- _Task to carry out_
Please arrange the lines of the records below as a JSON list of strings, one string per line, with any blank lines left out. Begin at the line containing "Find the colorful" and stop after the line containing "x=433, y=510".

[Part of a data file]

● ● ● ●

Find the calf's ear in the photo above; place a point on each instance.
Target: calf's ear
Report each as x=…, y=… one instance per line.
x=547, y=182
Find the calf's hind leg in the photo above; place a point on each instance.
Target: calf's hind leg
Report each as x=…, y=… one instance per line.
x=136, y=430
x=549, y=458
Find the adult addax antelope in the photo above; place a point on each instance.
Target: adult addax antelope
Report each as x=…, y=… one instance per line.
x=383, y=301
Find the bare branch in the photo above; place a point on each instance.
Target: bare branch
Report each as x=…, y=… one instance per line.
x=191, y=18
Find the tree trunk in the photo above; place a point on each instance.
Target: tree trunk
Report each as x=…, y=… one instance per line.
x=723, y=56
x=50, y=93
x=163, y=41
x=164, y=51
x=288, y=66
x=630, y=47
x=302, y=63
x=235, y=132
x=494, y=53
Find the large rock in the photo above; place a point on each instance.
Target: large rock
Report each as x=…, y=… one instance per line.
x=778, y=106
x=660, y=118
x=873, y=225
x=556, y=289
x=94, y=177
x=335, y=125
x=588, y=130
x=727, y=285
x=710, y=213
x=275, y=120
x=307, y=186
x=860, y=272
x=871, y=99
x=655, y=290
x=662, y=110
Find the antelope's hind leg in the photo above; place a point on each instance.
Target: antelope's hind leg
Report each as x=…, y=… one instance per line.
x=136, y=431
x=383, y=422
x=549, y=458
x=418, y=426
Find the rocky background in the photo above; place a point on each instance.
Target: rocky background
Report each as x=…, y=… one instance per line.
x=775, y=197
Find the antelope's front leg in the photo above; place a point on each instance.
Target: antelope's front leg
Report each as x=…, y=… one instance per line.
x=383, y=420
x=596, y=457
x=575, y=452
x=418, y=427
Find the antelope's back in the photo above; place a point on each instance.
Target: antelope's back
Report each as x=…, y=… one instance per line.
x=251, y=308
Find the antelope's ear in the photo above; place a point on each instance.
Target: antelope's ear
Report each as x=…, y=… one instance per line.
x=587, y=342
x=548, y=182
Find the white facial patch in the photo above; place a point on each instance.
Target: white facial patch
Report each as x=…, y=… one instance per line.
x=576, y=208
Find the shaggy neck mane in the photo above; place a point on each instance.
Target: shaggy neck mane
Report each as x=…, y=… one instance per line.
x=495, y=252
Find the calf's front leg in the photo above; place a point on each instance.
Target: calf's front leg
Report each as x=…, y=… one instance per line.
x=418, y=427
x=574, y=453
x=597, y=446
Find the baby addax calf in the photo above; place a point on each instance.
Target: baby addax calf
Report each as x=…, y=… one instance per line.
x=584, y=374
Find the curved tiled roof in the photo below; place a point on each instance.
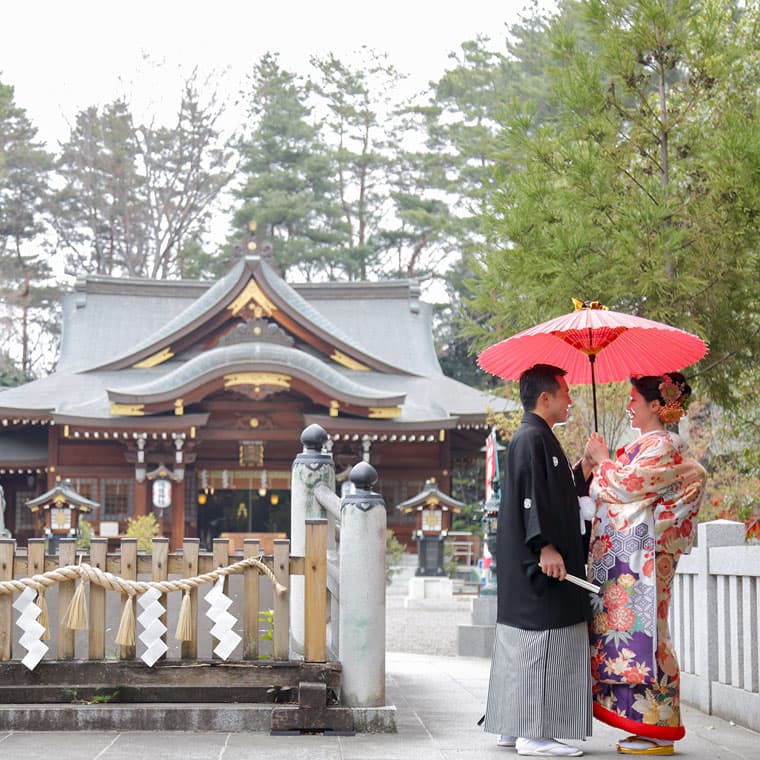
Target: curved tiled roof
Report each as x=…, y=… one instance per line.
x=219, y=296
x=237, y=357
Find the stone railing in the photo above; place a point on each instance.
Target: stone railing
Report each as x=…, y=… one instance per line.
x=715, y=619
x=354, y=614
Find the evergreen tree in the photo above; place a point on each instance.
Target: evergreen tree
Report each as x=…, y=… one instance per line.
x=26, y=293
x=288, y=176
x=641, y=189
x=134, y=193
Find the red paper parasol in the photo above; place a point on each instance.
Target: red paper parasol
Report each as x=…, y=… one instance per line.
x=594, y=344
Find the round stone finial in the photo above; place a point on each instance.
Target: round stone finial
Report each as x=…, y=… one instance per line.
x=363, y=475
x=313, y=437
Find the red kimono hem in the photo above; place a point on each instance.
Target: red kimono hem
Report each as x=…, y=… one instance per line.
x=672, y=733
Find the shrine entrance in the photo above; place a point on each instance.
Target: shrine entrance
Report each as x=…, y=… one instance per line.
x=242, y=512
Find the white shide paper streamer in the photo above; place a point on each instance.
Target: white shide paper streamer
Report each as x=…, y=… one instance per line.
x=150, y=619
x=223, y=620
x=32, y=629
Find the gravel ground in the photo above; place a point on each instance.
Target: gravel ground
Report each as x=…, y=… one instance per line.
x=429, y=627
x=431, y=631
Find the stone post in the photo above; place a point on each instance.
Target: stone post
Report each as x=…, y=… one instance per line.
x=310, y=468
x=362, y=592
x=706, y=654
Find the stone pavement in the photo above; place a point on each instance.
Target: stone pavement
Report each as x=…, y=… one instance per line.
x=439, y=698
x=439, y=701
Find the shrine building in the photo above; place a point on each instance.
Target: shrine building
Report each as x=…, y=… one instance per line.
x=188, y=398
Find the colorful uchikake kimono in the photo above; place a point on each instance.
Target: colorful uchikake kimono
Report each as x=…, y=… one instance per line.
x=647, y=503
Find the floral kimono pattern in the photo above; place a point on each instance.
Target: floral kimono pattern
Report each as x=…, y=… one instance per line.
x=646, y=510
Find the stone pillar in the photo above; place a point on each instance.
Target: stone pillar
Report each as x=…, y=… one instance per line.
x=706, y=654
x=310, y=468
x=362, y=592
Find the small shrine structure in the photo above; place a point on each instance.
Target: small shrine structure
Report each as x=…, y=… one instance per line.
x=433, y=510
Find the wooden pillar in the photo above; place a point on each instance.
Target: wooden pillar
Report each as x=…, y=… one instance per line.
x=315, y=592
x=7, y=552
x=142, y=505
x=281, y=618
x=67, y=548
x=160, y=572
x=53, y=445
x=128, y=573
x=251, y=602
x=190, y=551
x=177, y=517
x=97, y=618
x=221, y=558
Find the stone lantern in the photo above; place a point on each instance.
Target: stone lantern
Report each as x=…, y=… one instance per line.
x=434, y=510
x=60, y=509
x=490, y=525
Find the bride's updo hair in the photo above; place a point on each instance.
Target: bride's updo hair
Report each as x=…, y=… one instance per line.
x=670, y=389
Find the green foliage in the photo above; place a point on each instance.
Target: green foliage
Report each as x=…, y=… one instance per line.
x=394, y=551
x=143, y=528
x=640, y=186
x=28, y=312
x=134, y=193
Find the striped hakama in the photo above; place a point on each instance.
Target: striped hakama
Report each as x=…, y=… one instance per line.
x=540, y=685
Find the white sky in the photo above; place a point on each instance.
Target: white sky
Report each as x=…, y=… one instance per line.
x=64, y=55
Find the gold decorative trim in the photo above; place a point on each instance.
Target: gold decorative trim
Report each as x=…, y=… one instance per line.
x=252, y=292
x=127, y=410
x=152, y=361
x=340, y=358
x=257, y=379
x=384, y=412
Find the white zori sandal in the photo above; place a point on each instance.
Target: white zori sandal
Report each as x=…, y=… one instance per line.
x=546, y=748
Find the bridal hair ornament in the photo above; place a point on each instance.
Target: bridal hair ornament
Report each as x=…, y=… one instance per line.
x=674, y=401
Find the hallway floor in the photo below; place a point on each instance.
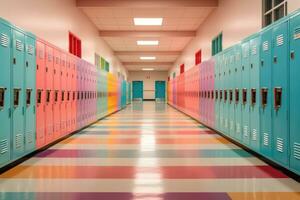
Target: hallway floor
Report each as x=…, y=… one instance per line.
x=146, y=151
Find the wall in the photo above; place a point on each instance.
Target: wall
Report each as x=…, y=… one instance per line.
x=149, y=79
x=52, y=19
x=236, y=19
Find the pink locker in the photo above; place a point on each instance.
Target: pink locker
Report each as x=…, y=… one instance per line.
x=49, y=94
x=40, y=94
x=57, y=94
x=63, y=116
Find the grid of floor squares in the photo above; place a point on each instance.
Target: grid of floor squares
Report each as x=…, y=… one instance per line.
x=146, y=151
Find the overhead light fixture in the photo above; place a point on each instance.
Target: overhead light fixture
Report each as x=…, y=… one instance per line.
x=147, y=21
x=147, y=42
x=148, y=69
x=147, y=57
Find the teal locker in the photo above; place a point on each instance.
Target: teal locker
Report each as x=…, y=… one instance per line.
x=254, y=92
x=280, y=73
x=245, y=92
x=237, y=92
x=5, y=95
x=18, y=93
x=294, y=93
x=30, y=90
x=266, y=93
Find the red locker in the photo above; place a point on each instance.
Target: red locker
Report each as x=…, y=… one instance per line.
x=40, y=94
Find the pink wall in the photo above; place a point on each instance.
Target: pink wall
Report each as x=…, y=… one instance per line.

● ● ● ●

- _Answer_
[
  "Find the colorful uchikake kimono in the photo above; place a point on each instance.",
  "Target: colorful uchikake kimono",
  "Report each as x=…, y=… one instance per line.",
  "x=647, y=503",
  "Find the floral kimono pattern in the photo above; place a point on each instance.",
  "Target: floral kimono pattern",
  "Report each as x=…, y=… one instance per line.",
  "x=646, y=510",
  "Find the stone pillar in the photo above; place a point on each instance.",
  "Target: stone pillar",
  "Report each as x=…, y=… one instance per line.",
  "x=706, y=654",
  "x=310, y=468",
  "x=362, y=592",
  "Find the small shrine structure in the photo above; place a point on each instance.",
  "Target: small shrine structure",
  "Report each as x=…, y=… one instance per line.",
  "x=433, y=510"
]